> [Exercise aim]:
Return all of the entries below word for word, without the pictures.

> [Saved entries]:
— begin —
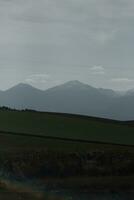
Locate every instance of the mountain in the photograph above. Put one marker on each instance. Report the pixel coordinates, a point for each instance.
(71, 97)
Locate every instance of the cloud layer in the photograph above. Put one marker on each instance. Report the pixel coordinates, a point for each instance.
(64, 38)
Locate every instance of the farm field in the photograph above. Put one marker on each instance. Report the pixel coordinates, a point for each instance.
(49, 147)
(67, 126)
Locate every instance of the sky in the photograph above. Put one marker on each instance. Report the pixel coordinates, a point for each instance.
(48, 42)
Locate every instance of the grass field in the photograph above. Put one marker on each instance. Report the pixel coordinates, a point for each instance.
(67, 126)
(32, 141)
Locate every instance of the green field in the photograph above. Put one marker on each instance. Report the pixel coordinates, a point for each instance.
(89, 151)
(67, 126)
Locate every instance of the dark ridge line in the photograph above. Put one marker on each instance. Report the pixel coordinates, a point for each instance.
(72, 115)
(129, 123)
(63, 139)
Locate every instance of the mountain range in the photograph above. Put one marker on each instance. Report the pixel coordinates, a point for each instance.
(72, 97)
— end —
> [Answer for this exercise]:
Locate every instance of the mountain in the photograph above. Put one marker on each instance. Report the pixel coordinates, a point for each instance.
(71, 97)
Locate every instance of the cloud layer in the photograph above. Put one marker on each instance. Report the pixel coordinates, a point for each instance.
(64, 38)
Locate every instance of the farm field in the photograph above. Put one marker on each instance. Report the pixel coordinates, a point for each instance.
(49, 147)
(67, 126)
Locate every instance of the sky in the photograph above. Put one marker on each instance. Report the pixel coordinates, a point for each instance.
(48, 42)
Locate every instance of the grass field in the photograph above. Put one marker on each instance. Report the pixel coordinates, a point for each instance.
(67, 126)
(32, 141)
Locate every instance of the green field in the photograph above. Put one marker on each instance. Report the pixel coordinates, a point for each instance.
(89, 151)
(67, 126)
Locate every instance of the dark ridge line in the photograph above. Put one marker on each instance. Report the pixel coordinates, a point for each instance.
(72, 115)
(129, 123)
(63, 139)
Locate every instance of the mountain range in the photograph above. Put one marker on each instance. Report the pixel coordinates, a point for each instance.
(72, 97)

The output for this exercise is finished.